本発明は、ステンレス鋼材本来のメタリックな外観を有し、加熱された際にテンパーカラーと呼ばれる着色が生じにくい表面処理ステンレス鋼材、およびその製造法に関する。
ステンレス鋼材は、不動態皮膜と呼ばれる厚さ数nm〜十数nm程度の極めて薄い保護性の高い酸化皮膜(通常Cr、Fe、Oを主成分とする酸化皮膜、以下これを「Cr−Fe−O系」と表示することがある)を有しており、美麗な金属光沢を保ちながら優れた耐食性、耐熱性を呈することから、家電、厨房機器、建材、自動車などの用途に幅広く使用されている。しかしながら、例えば、暖房機器、加熱調理機器、二輪車マフラー材など、200〜800℃程度の温度域に曝される部材においては、その加熱によってCr−Fe−O系酸化皮膜が成長し、その皮膜厚さと光の屈折率の関係で干渉色の着色が生じる。この着色はテンパーカラーと呼ばれ、部材の外観・意匠性を低下させる要因となる。また、テンパーカラーを生じる皮膜はFe濃度が高くなっていることに起因して耐食性の低下を引き起こすという問題もある。
一方、金属材料の塑性加工に際し、加工度を向上させるために温間加工が採用される場合がある。温間加工は材料を加熱して変形抵抗の低い状態で加工する手法であり、ステンレス鋼の場合、例えばCr含有量の高い難加工性のフェライト系ステンレス鋼板などの加工性改善に有効である。しかし、温間加工に際し、ステンレス鋼材を大気中で概ね300℃以上に加熱すると、数分程度の短時間加熱でもテンパーカラーが発生してしまう。この場合、加工後にブラスト処理などを施してテンパーカラーを除去する必要が生じる。また、ブラスト処理では耐食性に寄与する不動態皮膜の破壊を伴うので、耐食性を確保するためにはフッ硝酸電解などによる再不動態化処理や電解研磨処理等が必要となる場合がある。非酸化性の雰囲気下で温間加工すればテンパーカラーの発生は防止できるが、特殊な設備が必要となり、コストが増大してしまう。さらに、加工温度が300℃以上にもなると潤滑油やワックスなど有機系の潤滑剤は使用が制限され、特殊な潤滑剤が必要になることがある。このようなことから、ステンレス鋼の場合、特殊な用途を除き、テンパーカラーが着色する温度域での温間加工は実施されていないのが実状である。

• **やるべきこと**:
A – 本文抜粋のうち「ステンレス鋼材は、不動態皮膜と呼ばれる」で始まる段落を、主な事実を残して箇条書きにまとめよ。
B – 本文抜粋の「ステンレス鋼材は、不動態皮膜」から「されていないのが実状である。」に至るまでの部分を、一字も変えずに返せ。
一覧を参照する必要はない。

• **記録情報**:
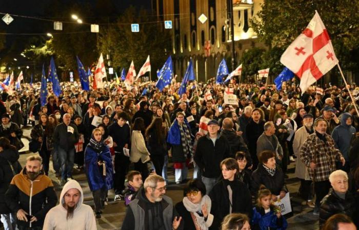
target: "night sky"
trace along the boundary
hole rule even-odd
[[[84,22],[95,24],[98,21],[115,21],[118,15],[131,5],[138,9],[151,10],[150,0],[0,0],[0,13],[36,17],[59,21],[71,21],[71,15],[76,13],[73,8],[79,8],[81,12],[83,6],[91,9],[92,15],[81,15]],[[68,9],[68,14],[66,12]],[[59,17],[58,14],[67,15]],[[56,14],[57,14],[56,16]],[[4,14],[0,14],[2,18]],[[46,33],[58,32],[53,30],[53,22],[31,18],[13,16],[14,20],[7,25],[0,21],[0,33]],[[101,21],[100,21],[101,22]],[[66,27],[63,24],[63,27]],[[41,43],[48,38],[46,35],[6,35],[5,48],[0,51],[0,64],[9,63],[13,59],[18,59],[16,65],[27,65],[30,61],[19,55],[30,43]]]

• **各課題の解答**:
A –
- ステンレス鋼材は、不動態皮膜と呼ばれる厚さ数nm〜十数nm程度の極めて薄い保護性の高い酸化皮膜(通常Cr、Fe、Oを主成分とするCr−Fe−O系)を持つ。
- 美麗な金属光沢を保ちつつ優れた耐食性・耐熱性を示すため、家電、厨房機器、建材、自動車などの用途に幅広く使われている。
- 暖房機器、加熱調理機器、二輪車マフラー材など200〜800℃程度の温度域に曝される部材では、加熱によって酸化皮膜が成長し、皮膜厚さと光の屈折率の関係で干渉色の着色が生じる。
- この着色はテンパーカラーと呼ばれ、部材の外観・意匠性を低下させる要因となる。
- テンパーカラーを生じる皮膜はFe濃度が高くなっているため、耐食性の低下も引き起こす。

B –
ステンレス鋼材は、不動態皮膜と呼ばれる厚さ数nm〜十数nm程度の極めて薄い保護性の高い酸化皮膜(通常Cr、Fe、Oを主成分とする酸化皮膜、以下これを「Cr−Fe−O系」と表示することがある)を有しており、美麗な金属光沢を保ちながら優れた耐食性、耐熱性を呈することから、家電、厨房機器、建材、自動車などの用途に幅広く使用されている。しかしながら、例えば、暖房機器、加熱調理機器、二輪車マフラー材など、200〜800℃程度の温度域に曝される部材においては、その加熱によってCr−Fe−O系酸化皮膜が成長し、その皮膜厚さと光の屈折率の関係で干渉色の着色が生じる。この着色はテンパーカラーと呼ばれ、部材の外観・意匠性を低下させる要因となる。また、テンパーカラーを生じる皮膜はFe濃度が高くなっていることに起因して耐食性の低下を引き起こすという問題もある。
一方、金属材料の塑性加工に際し、加工度を向上させるために温間加工が採用される場合がある。温間加工は材料を加熱して変形抵抗の低い状態で加工する手法であり、ステンレス鋼の場合、例えばCr含有量の高い難加工性のフェライト系ステンレス鋼板などの加工性改善に有効である。しかし、温間加工に際し、ステンレス鋼材を大気中で概ね300℃以上に加熱すると、数分程度の短時間加熱でもテンパーカラーが発生してしまう。この場合、加工後にブラスト処理などを施してテンパーカラーを除去する必要が生じる。また、ブラスト処理では耐食性に寄与する不動態皮膜の破壊を伴うので、耐食性を確保するためにはフッ硝酸電解などによる再不動態化処理や電解研磨処理等が必要となる場合がある。非酸化性の雰囲気下で温間加工すればテンパーカラーの発生は防止できるが、特殊な設備が必要となり、コストが増大してしまう。さらに、加工温度が300℃以上にもなると潤滑油やワックスなど有機系の潤滑剤は使用が制限され、特殊な潤滑剤が必要になることがある。このようなことから、ステンレス鋼の場合、特殊な用途を除き、テンパーカラーが着色する温度域での温間加工は実施されていないのが実状である。